| Task directions |
Update the records below by replacing each occurrence of "Surveillance review" with "Security audit", and reproduce every record with no other change.

| Records for this exercise |

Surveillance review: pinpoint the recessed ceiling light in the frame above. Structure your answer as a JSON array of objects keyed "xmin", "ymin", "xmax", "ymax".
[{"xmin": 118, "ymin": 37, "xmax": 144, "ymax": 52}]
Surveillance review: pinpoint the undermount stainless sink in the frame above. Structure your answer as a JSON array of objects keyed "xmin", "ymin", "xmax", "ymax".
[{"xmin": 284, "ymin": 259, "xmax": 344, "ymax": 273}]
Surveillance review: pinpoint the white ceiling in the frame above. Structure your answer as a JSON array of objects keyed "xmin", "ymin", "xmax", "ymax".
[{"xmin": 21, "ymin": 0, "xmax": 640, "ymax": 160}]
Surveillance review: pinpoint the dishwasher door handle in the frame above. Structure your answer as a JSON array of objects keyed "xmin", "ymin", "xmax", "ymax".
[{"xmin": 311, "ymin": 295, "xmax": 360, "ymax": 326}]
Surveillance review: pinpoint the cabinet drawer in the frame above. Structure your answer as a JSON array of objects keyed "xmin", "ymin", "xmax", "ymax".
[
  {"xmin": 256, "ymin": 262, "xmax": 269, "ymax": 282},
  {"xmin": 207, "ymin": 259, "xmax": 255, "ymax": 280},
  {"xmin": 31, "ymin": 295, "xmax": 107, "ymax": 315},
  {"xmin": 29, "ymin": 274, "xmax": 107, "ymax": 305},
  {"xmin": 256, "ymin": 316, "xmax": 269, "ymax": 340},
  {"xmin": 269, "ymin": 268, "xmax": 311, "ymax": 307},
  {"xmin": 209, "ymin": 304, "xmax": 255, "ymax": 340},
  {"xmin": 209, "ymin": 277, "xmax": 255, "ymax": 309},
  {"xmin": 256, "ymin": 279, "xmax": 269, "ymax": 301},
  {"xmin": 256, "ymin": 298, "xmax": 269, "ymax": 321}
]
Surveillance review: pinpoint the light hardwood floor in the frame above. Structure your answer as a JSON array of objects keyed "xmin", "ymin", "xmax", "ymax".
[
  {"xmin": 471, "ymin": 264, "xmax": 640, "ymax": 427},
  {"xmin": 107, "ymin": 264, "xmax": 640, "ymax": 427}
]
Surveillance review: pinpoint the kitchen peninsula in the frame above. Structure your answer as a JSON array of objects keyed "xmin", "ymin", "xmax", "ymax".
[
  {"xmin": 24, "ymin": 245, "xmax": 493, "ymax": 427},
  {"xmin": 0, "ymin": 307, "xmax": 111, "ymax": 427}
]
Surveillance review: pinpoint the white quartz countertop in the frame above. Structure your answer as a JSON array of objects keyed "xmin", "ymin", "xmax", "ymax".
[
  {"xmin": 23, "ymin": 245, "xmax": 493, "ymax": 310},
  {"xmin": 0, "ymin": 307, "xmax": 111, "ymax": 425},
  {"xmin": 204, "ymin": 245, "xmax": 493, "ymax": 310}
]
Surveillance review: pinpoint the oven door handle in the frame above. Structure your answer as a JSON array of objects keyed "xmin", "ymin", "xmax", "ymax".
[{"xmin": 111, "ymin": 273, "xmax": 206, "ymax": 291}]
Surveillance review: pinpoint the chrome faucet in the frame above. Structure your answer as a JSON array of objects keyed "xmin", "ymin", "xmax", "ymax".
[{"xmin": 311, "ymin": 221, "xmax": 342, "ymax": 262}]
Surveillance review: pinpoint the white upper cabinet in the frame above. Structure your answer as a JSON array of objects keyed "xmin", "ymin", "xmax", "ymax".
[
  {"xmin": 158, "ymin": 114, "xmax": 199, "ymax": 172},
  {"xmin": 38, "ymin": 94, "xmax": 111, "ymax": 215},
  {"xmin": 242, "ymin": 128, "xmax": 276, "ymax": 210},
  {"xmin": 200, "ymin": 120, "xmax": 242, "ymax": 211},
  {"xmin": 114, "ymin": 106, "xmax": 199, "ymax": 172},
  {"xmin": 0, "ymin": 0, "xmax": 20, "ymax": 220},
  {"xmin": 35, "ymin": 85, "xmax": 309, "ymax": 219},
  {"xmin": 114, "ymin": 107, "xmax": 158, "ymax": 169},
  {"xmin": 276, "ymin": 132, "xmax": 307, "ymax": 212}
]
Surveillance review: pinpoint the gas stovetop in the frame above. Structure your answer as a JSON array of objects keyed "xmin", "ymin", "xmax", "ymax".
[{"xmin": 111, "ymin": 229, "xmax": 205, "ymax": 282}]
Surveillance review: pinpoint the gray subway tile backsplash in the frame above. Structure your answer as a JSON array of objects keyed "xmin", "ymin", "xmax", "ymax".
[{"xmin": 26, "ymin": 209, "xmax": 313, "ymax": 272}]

| Response to this task |
Security audit: pinpoint the recessed ceiling light in the frame above. Structure your answer as a JSON array of objects keyed "xmin", "ymin", "xmax", "ymax".
[{"xmin": 118, "ymin": 37, "xmax": 144, "ymax": 52}]
Security audit: pinpoint the undermount stainless sink in the frame above. Structure your answer as a JSON array of objects keyed "xmin", "ymin", "xmax", "ymax".
[{"xmin": 284, "ymin": 259, "xmax": 344, "ymax": 273}]
Security audit: pinpoint the white ceiling in the frame above. Structure your answer as a JSON array of objects keyed "xmin", "ymin", "xmax", "ymax".
[{"xmin": 21, "ymin": 0, "xmax": 640, "ymax": 160}]
Security audit: pinpoint the dishwasher door handle in the frame above. Structure your answer as a JSON array of objects keyed "xmin", "ymin", "xmax", "ymax".
[{"xmin": 311, "ymin": 295, "xmax": 360, "ymax": 326}]
Security audit: pinpoint the cabinet drawer in the frame above. Structure your answer as a JSON array of objects keyed "xmin", "ymin", "xmax", "ymax".
[
  {"xmin": 256, "ymin": 262, "xmax": 269, "ymax": 282},
  {"xmin": 207, "ymin": 259, "xmax": 255, "ymax": 280},
  {"xmin": 31, "ymin": 295, "xmax": 107, "ymax": 315},
  {"xmin": 29, "ymin": 274, "xmax": 107, "ymax": 305},
  {"xmin": 256, "ymin": 316, "xmax": 269, "ymax": 340},
  {"xmin": 269, "ymin": 268, "xmax": 311, "ymax": 307},
  {"xmin": 209, "ymin": 304, "xmax": 255, "ymax": 340},
  {"xmin": 209, "ymin": 277, "xmax": 255, "ymax": 309},
  {"xmin": 256, "ymin": 279, "xmax": 269, "ymax": 301},
  {"xmin": 256, "ymin": 298, "xmax": 269, "ymax": 321}
]
Security audit: pinpoint the light hardwood floor in the frame above. Structure your answer as a JSON array of objects keyed "xmin", "ymin", "xmax", "ymax".
[
  {"xmin": 471, "ymin": 264, "xmax": 640, "ymax": 427},
  {"xmin": 107, "ymin": 264, "xmax": 640, "ymax": 427}
]
Security audit: pinpoint the kitchen peninsula in the frame above. Structure your answer as a JSON array of objects keyed "xmin", "ymin", "xmax", "ymax".
[
  {"xmin": 24, "ymin": 245, "xmax": 493, "ymax": 427},
  {"xmin": 0, "ymin": 307, "xmax": 111, "ymax": 427}
]
Security audit: pinpoint the white quartz countertop in the frame above. Structure your answer as a JSON array of objects keyed "xmin", "ymin", "xmax", "ymax".
[
  {"xmin": 23, "ymin": 245, "xmax": 493, "ymax": 310},
  {"xmin": 0, "ymin": 307, "xmax": 111, "ymax": 425},
  {"xmin": 204, "ymin": 245, "xmax": 493, "ymax": 310}
]
Security audit: pinpoint the oven door handle in the frame above. Structure your answer as a JSON array of objects keyed "xmin", "ymin", "xmax", "ymax".
[{"xmin": 111, "ymin": 273, "xmax": 206, "ymax": 291}]
Security audit: pinpoint the chrome faucet in the frame above. Structure your answer as a JSON array of objects keyed "xmin", "ymin", "xmax", "ymax".
[{"xmin": 311, "ymin": 221, "xmax": 342, "ymax": 262}]
Security audit: pinpoint the white upper cabinet in the frame above. Structure your answer as a JSON array of objects keyed "xmin", "ymin", "xmax", "ymax".
[
  {"xmin": 158, "ymin": 114, "xmax": 199, "ymax": 172},
  {"xmin": 38, "ymin": 94, "xmax": 111, "ymax": 215},
  {"xmin": 242, "ymin": 128, "xmax": 276, "ymax": 210},
  {"xmin": 200, "ymin": 120, "xmax": 242, "ymax": 211},
  {"xmin": 114, "ymin": 106, "xmax": 199, "ymax": 172},
  {"xmin": 0, "ymin": 0, "xmax": 20, "ymax": 220},
  {"xmin": 35, "ymin": 85, "xmax": 309, "ymax": 219},
  {"xmin": 114, "ymin": 107, "xmax": 158, "ymax": 169},
  {"xmin": 276, "ymin": 132, "xmax": 307, "ymax": 212}
]
Security audit: pinpoint the gas stovetop in the frame above. Structure your answer as a JSON array of objects keyed "xmin", "ymin", "xmax", "ymax".
[{"xmin": 111, "ymin": 229, "xmax": 205, "ymax": 282}]
Security audit: pinpoint the gray subway tile backsplash in the frame above. Structure your answer as a JSON array of objects keyed "xmin", "ymin", "xmax", "ymax".
[{"xmin": 26, "ymin": 209, "xmax": 313, "ymax": 272}]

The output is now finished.